OBJECTIVE: Show every line of the records below that contains the word "pillow", copying each line in full. Case counts.

|---|

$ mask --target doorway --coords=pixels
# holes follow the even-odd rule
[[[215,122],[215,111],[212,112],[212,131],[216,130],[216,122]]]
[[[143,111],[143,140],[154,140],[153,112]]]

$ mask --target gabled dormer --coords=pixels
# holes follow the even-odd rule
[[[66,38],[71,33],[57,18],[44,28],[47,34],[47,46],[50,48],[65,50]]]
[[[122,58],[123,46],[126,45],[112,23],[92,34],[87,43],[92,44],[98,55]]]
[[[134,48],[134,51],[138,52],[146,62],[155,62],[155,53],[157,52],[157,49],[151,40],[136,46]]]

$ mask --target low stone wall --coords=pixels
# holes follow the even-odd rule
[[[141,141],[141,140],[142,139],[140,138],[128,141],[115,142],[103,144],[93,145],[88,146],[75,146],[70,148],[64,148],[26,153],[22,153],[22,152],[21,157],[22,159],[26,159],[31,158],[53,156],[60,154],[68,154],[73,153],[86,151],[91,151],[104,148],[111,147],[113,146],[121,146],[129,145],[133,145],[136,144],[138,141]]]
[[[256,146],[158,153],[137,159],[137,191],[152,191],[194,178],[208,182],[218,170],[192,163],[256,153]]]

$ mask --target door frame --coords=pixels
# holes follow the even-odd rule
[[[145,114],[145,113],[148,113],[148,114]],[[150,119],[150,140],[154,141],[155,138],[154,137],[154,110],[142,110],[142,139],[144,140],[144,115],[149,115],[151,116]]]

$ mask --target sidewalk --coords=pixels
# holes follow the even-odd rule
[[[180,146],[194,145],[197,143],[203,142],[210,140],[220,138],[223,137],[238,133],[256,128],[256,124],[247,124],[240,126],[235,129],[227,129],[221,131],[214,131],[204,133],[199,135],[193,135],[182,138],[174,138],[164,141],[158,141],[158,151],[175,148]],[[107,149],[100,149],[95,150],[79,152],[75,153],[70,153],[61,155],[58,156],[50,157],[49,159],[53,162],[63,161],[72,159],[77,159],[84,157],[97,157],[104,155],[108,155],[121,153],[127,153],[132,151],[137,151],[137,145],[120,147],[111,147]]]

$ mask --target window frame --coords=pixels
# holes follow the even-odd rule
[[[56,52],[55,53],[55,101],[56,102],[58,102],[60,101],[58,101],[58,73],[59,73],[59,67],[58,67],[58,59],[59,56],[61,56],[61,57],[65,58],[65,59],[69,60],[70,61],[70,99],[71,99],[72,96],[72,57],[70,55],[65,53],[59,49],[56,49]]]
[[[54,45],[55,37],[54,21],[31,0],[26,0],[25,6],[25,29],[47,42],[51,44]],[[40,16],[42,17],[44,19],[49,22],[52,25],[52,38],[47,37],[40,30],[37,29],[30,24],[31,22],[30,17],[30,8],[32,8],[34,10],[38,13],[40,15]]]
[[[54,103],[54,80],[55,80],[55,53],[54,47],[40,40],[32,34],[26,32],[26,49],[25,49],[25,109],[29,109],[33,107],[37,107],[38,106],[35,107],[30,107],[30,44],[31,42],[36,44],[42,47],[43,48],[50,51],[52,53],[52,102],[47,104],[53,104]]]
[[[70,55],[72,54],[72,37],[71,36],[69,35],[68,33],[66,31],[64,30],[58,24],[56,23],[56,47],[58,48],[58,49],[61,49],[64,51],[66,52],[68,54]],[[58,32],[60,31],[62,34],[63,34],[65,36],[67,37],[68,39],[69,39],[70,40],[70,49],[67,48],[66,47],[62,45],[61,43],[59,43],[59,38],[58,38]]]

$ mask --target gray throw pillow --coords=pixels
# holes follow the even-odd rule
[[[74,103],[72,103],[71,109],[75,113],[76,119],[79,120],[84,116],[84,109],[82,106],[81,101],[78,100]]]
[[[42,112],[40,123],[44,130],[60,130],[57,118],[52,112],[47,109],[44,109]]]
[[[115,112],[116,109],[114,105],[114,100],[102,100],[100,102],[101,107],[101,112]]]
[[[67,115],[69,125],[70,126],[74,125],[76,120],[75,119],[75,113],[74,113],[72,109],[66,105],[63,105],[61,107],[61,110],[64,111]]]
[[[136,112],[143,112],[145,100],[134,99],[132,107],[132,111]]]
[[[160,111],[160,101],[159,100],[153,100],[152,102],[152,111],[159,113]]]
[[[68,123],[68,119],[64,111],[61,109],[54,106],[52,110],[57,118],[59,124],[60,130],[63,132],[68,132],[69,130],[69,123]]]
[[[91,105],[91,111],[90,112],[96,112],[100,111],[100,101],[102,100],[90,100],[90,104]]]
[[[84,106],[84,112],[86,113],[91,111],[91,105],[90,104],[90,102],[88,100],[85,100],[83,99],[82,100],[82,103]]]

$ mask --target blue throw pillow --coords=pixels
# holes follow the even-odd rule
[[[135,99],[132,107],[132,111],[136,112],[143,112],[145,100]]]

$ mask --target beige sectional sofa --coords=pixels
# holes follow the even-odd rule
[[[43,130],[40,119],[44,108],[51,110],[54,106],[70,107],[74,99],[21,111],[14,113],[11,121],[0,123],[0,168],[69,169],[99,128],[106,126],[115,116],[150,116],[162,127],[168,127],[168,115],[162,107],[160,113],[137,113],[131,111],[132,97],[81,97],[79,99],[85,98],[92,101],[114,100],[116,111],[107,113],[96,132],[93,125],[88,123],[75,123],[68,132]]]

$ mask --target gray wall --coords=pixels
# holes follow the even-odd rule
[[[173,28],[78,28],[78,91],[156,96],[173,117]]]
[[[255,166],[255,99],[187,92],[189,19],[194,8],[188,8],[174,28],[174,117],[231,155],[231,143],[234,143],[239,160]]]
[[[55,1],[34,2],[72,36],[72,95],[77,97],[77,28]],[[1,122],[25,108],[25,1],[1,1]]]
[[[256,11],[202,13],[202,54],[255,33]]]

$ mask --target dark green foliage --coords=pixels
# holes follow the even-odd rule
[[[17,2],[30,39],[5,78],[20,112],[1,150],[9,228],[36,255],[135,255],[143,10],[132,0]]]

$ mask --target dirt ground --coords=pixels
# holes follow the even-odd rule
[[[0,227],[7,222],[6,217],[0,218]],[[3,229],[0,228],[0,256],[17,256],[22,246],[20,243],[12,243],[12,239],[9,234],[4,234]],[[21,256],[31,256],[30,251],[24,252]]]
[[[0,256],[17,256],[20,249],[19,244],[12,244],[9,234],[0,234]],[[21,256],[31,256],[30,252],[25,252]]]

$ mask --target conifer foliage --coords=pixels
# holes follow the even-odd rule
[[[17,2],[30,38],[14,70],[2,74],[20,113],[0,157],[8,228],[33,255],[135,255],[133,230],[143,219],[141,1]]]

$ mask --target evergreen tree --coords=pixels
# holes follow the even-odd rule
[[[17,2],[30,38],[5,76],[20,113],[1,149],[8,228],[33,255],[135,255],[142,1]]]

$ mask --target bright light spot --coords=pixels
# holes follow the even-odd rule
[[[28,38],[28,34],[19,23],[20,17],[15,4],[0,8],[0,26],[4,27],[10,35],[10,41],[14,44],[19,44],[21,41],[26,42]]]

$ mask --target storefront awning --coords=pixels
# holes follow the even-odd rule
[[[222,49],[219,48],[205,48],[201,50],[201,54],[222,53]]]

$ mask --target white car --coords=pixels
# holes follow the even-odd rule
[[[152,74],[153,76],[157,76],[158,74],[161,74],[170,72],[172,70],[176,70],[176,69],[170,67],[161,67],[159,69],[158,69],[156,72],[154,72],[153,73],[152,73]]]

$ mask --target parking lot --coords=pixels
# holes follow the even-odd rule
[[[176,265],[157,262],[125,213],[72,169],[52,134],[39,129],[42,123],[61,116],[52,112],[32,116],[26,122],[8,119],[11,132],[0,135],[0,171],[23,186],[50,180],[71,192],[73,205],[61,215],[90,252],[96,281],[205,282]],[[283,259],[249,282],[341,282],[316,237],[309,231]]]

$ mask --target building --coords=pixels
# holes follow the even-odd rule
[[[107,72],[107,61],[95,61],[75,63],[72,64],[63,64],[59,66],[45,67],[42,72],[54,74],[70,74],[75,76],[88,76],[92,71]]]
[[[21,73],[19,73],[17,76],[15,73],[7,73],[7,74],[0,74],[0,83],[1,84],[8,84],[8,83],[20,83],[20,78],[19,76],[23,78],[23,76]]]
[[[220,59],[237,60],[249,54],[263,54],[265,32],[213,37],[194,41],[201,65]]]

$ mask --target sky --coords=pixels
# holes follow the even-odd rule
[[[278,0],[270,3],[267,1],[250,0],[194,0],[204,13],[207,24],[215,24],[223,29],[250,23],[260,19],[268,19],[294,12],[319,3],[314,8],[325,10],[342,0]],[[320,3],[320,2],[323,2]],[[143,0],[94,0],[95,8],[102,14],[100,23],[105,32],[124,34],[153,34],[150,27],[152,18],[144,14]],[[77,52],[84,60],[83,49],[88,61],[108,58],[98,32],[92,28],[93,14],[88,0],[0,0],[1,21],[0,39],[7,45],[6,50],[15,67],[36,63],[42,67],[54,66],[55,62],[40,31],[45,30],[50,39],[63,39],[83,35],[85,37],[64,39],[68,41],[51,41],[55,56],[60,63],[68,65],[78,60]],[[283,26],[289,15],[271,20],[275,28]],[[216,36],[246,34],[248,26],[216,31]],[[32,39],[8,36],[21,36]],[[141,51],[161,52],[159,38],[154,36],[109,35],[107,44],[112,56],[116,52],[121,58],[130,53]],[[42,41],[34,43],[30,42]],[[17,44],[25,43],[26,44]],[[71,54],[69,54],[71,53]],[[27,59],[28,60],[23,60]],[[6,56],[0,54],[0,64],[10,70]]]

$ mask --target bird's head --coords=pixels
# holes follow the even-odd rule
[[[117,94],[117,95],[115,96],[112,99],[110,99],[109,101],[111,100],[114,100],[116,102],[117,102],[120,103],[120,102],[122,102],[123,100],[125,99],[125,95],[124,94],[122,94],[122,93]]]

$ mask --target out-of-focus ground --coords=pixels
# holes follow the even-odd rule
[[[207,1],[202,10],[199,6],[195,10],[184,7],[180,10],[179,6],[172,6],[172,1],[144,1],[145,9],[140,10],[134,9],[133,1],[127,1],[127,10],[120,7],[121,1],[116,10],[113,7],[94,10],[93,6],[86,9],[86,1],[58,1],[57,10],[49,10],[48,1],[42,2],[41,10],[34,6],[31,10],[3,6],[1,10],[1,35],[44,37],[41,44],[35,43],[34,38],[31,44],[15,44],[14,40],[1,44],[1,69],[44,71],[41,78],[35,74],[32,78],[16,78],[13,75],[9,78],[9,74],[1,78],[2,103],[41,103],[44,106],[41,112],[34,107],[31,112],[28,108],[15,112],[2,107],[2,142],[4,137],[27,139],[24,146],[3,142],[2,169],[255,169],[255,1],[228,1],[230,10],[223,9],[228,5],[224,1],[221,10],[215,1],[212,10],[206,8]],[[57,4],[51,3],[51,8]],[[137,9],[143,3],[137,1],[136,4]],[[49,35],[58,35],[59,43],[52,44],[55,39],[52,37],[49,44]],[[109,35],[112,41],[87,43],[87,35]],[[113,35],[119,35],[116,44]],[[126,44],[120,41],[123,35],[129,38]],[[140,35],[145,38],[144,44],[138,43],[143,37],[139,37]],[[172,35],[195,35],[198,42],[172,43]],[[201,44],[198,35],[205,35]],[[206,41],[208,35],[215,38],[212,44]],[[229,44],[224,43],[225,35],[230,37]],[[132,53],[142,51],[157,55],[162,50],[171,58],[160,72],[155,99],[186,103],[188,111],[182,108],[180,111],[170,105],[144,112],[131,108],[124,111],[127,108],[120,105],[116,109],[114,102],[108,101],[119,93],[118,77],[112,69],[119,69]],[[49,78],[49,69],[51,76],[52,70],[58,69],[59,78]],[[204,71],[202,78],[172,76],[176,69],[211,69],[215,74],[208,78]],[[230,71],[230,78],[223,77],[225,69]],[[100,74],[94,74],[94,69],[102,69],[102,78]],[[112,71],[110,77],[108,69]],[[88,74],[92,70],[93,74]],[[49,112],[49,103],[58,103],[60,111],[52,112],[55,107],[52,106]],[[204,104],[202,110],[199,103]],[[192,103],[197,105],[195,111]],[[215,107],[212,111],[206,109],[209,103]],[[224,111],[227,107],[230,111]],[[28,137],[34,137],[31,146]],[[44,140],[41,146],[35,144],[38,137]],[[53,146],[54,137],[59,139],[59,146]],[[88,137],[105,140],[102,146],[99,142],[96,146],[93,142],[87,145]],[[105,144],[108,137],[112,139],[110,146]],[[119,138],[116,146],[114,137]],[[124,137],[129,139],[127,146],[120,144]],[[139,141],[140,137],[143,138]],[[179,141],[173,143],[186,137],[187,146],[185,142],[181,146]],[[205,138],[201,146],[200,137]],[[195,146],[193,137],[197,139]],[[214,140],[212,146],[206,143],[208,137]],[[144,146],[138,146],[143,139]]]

|---|

EXPECTED ANSWER:
$ mask --target gray throw pillow --coords=pixels
$ mask --target blue throw pillow --coords=pixels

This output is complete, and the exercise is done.